Point-based annotation data
=-=-=-=-=
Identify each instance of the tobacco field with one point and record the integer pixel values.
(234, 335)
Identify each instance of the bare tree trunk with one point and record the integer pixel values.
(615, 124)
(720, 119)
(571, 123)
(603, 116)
=-=-=-=-=
THE PROBLEM -> Present every line of the entries above as a single numbered list, skipping blank lines.

CORRECT RESPONSE ->
1. Identify each instance of the tobacco field with one point and record the integer pixel values.
2. (234, 335)
3. Identify each instance of the bare tree trunk with one point and record the integer pixel values.
4. (615, 124)
5. (720, 119)
6. (571, 123)
7. (603, 116)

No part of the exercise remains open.